| STATED PROBLEM |
Would you return all of this data exactly, leaving nothing out?

| DATA FOR THIS TASK |
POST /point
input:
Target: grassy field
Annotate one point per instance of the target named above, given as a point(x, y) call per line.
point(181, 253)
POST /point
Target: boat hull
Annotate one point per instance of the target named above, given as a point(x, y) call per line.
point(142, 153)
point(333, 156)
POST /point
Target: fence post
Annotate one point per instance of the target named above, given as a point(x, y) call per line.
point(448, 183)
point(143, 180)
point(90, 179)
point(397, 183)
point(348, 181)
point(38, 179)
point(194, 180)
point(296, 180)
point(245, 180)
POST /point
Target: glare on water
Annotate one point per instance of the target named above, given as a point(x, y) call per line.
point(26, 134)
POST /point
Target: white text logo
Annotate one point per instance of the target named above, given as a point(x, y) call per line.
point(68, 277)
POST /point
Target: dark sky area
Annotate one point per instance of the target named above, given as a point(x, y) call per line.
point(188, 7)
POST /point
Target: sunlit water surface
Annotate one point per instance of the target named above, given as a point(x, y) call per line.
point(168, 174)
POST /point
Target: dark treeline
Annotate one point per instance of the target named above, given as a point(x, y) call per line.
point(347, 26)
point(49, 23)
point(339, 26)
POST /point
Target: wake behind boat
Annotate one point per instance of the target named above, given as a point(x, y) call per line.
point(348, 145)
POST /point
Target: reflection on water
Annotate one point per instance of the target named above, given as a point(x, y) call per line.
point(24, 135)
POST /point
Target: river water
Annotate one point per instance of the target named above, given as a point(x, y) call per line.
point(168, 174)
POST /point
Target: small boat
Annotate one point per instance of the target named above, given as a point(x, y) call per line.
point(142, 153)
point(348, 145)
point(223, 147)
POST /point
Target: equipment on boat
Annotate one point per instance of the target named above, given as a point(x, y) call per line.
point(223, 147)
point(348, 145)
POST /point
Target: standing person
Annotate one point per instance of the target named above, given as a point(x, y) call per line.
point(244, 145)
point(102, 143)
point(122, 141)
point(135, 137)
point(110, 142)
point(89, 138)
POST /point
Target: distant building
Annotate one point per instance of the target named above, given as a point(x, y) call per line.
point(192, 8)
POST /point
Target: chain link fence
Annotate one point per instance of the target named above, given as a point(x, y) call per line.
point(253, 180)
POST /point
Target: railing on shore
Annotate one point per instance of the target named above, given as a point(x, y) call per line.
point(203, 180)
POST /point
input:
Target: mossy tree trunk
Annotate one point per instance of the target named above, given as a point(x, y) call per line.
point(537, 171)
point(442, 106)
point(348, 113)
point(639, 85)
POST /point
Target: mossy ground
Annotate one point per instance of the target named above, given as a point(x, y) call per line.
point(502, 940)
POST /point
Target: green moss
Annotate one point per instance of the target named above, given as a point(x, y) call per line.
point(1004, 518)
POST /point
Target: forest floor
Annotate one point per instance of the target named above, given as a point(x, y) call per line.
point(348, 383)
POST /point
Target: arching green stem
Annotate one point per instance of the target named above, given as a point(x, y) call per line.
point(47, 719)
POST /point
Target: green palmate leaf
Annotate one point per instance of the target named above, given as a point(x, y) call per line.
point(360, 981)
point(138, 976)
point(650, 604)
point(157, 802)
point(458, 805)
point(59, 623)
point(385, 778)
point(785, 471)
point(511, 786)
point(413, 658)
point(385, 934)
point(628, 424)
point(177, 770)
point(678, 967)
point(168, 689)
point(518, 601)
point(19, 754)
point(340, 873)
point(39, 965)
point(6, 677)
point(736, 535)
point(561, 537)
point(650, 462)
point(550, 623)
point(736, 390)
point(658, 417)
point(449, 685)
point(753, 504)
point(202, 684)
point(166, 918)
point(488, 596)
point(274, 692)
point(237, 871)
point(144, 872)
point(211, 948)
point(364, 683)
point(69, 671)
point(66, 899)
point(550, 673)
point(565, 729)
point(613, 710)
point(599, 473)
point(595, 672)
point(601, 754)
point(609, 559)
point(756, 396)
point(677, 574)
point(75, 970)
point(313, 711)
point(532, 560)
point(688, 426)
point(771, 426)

| REPLY TO THE TASK |
POST /point
input:
Target: grassy field
Annotate one point per instance of the target named above, given as a point(x, y) call per line.
point(181, 253)
POST /point
Target: boat hull
Annotate one point per instance of the target named above, given as a point(x, y) call per line.
point(142, 153)
point(333, 156)
POST /point
Target: fence post
Annotate one point per instance of the target named above, given as a point(x, y) call per line.
point(448, 183)
point(143, 180)
point(90, 179)
point(397, 183)
point(348, 181)
point(38, 179)
point(194, 180)
point(296, 180)
point(245, 180)
POST /point
Target: glare on water
Annotate one point per instance of the target named above, given as a point(x, y) call per line.
point(26, 134)
POST /point
Target: white text logo
Annotate one point per instance of the target named above, given as a point(x, y) call per line.
point(68, 277)
POST /point
Target: dark sky area
Annotate one point per instance of the target named above, given as a point(x, y) call per line.
point(188, 7)
POST /point
Target: sunlit water surface
Annotate one point per instance of the target named above, given as a point(x, y) call per line.
point(168, 174)
POST /point
Target: dark treeline
Annotate one point per instance of the target named above, given as a point(x, y) call per line.
point(347, 26)
point(49, 23)
point(339, 26)
POST /point
Target: wake behind boat
Annotate one point per instance of the target named above, given as a point(x, y) call per line.
point(348, 145)
POST /point
Target: reflection on water
Annotate one point per instance of the target named above, given as a point(x, y) call per line.
point(24, 135)
POST /point
Target: river water
Annotate one point per instance of the target named above, given as a point(x, y) call per line.
point(168, 174)
POST /point
Target: small boat
Annotate one point per instance of the target named above, given as a point(x, y) call per line.
point(142, 153)
point(348, 145)
point(223, 147)
POST /point
Target: equipment on boat
Annotate one point per instance of the target named above, given as a point(x, y) call per line.
point(223, 147)
point(348, 145)
POST /point
Target: standing person
Annotate one point per instance of the target named above, given as a point(x, y) call per line.
point(244, 145)
point(102, 143)
point(122, 141)
point(135, 137)
point(110, 142)
point(89, 138)
POST /point
Target: distant building
Annotate one point per instance of the target named above, given as a point(x, y) call per line.
point(192, 8)
POST /point
Target: chain link fence
Annotate one point per instance of the target named above, given as a point(x, y) call per line.
point(253, 180)
POST /point
Target: railing on shore
Annotate one point per instance of the target named above, given as a point(x, y) call per line.
point(203, 180)
POST /point
input:
Target: mossy tree trunk
Annotate one point per instance of the target named above, given as a point(x, y) call per line.
point(537, 171)
point(442, 106)
point(348, 113)
point(639, 85)
POST /point
Target: mossy ground
Annotate one point per instance of the target named above, given as a point(x, y) call per line.
point(502, 940)
POST /point
Target: green moss
Annotate one point per instance of the target named above, given as a point(x, y) call per line.
point(1004, 518)
POST /point
Target: forest floor
Annotate one point per instance of the target named above, given as a point(x, y) call per line.
point(348, 383)
POST /point
Target: arching green stem
Annotate one point per instance of the target named above, given as a point(x, y) call per line.
point(47, 719)
POST /point
Target: green palmate leaf
Annotate one point per instance of the target named above, given as a point(x, y) call per line.
point(360, 981)
point(138, 976)
point(650, 604)
point(157, 802)
point(458, 805)
point(59, 623)
point(385, 778)
point(785, 471)
point(511, 786)
point(413, 658)
point(385, 934)
point(628, 424)
point(177, 770)
point(678, 967)
point(168, 689)
point(518, 601)
point(19, 754)
point(340, 873)
point(39, 965)
point(6, 677)
point(736, 535)
point(561, 537)
point(650, 462)
point(550, 623)
point(736, 390)
point(658, 417)
point(449, 685)
point(753, 504)
point(202, 684)
point(166, 918)
point(488, 596)
point(274, 692)
point(237, 871)
point(144, 872)
point(211, 948)
point(364, 683)
point(69, 671)
point(66, 899)
point(550, 673)
point(565, 729)
point(613, 710)
point(599, 473)
point(595, 672)
point(601, 754)
point(609, 559)
point(756, 396)
point(677, 574)
point(75, 970)
point(313, 711)
point(532, 560)
point(688, 426)
point(771, 426)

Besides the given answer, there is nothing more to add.